> [DIRECTIONS]:
Return the listing below character for character.

> [DATA IN THIS EXERCISE]:
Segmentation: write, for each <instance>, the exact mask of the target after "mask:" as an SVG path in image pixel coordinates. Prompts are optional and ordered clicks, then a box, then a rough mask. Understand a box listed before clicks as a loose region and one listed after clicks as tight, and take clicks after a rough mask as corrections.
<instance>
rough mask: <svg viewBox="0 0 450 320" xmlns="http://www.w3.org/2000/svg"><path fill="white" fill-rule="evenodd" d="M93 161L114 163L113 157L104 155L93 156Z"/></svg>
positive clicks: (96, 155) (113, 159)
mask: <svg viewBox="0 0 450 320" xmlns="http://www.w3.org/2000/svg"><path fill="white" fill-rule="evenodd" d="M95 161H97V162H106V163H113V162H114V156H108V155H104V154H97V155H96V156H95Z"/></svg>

> [THE ANSWER]:
Segmentation: write, for each <instance>, the exact mask of the target after "mask:" as an SVG path in image pixel coordinates. Prompts are optional and ordered clicks, then a box, then a rough mask. Understand a box listed before clicks as a loose region and one listed after clicks as tight, and take clicks after a rough mask as corrections.
<instance>
rough mask: <svg viewBox="0 0 450 320" xmlns="http://www.w3.org/2000/svg"><path fill="white" fill-rule="evenodd" d="M93 161L114 163L113 157L104 155L93 156Z"/></svg>
positive clicks: (96, 155) (113, 159)
mask: <svg viewBox="0 0 450 320" xmlns="http://www.w3.org/2000/svg"><path fill="white" fill-rule="evenodd" d="M95 161H97V162H106V163H113V162H114V156H108V155H104V154H97V155H96V156H95Z"/></svg>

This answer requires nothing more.